*Extracted text*.
And Owen Fletcher reported in Saturday’s Wall Street Journal that, “U.S. wheat futures fell 1.5% after Russia said it had no plans to limit grain exports, disappointing traders who were betting on changes that could have boosted demand for the U.S. crop.
“Wheat futures for September delivery declined 13.4 cents to $8.70 a bushel at the Chicago Board of Trade. They finished up 0.3% for the week [related graph].”
News reports indicate that the relatively higher prices of corn and soybeans are impacting livestock production.
Melissa Allison reported last week at the Seattle Times Online that, “The worst drought in decades is expected to reverberate in the meat-consuming public’s pocketbook, as fewer animals and more expensive feed crops rock the economics of the cattle, pork and poultry industries.
“Many are bracing for higher prices, but how high they will go remains unknown while the drought and its impact, along with other food-price variables, play out.”
The article explained that, “A longer-term problem could be the cattle supply.
“Their numbers are already low from years of ranchers getting out of the business and a lingering drought in Texas and Oklahoma. The past 15 years have seen a 10 percent drop in the number of cattle and calves — to 97.8 million animals, the lowest in decades [see related graph].”

*Stated goal 1*.
Answer these questions about the news excerpt above:
(a) By how many cents did wheat futures for September delivery decline at the Chicago Board of Trade?
(b) In which two states is a lingering drought mentioned?
(c) To what number have cattle and calves dropped over the past 15 years?
*Stated goal 2*.
Echo the news excerpt above verbatim, starting at "News reports indicate" up to and including "and poultry industries.".

(Detection examples)
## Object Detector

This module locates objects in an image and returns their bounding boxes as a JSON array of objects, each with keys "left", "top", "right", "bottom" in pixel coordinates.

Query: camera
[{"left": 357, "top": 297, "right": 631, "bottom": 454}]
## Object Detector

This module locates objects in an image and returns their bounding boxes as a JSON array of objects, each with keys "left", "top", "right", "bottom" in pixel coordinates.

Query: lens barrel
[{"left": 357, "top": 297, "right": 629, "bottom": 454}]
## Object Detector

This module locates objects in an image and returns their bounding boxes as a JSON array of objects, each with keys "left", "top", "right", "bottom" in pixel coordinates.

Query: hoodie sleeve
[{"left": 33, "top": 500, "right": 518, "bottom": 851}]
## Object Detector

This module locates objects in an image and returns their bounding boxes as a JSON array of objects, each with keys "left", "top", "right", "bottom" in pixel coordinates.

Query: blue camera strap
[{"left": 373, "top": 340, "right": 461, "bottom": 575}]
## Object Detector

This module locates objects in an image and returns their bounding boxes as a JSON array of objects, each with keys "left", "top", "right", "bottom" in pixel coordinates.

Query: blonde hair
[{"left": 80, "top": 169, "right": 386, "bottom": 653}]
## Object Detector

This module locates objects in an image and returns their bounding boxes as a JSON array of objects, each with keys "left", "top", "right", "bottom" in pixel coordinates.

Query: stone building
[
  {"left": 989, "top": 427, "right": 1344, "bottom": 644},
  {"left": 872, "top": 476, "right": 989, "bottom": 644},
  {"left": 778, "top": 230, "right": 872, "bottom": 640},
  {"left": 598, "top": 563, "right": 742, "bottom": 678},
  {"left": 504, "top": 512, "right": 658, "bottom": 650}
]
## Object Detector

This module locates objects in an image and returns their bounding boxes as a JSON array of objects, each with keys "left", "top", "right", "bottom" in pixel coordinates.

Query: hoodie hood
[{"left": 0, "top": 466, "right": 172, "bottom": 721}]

*Complete answer 1*.
(a) 13.4 cents
(b) Texas and Oklahoma
(c) 97.8 million animals

*Complete answer 2*.
News reports indicate that the relatively higher prices of corn and soybeans are impacting livestock production.
Melissa Allison reported last week at the Seattle Times Online that, “The worst drought in decades is expected to reverberate in the meat-consuming public’s pocketbook, as fewer animals and more expensive feed crops rock the economics of the cattle, pork and poultry industries.